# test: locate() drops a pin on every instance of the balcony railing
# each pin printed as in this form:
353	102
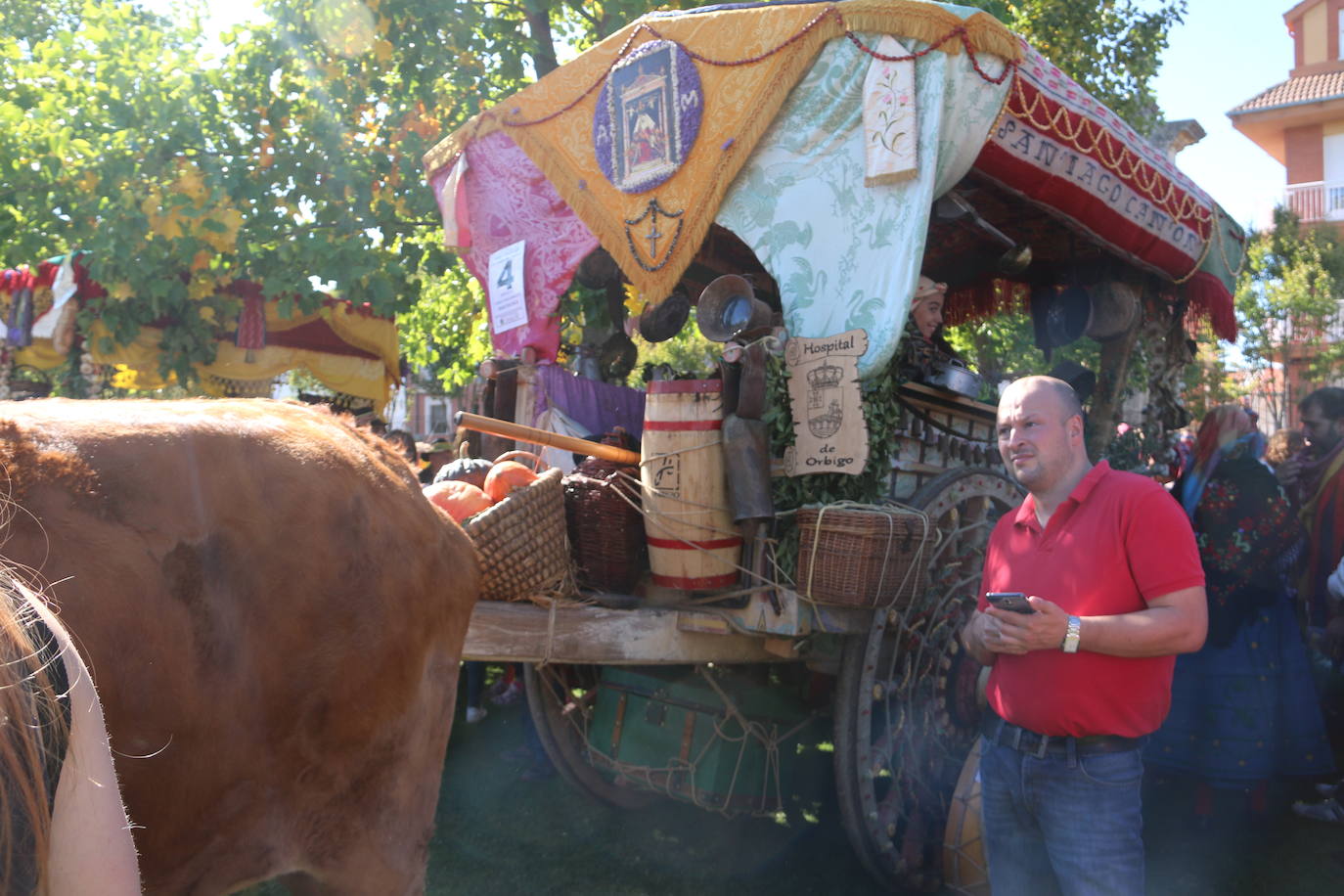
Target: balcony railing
1319	201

● ● ●

Task objective
Give the data again word for word, without images.

Response for this exercise
# test: locate() drops a pin on every instance of the balcony railing
# each pin printed as in this form:
353	102
Target: balcony railing
1319	201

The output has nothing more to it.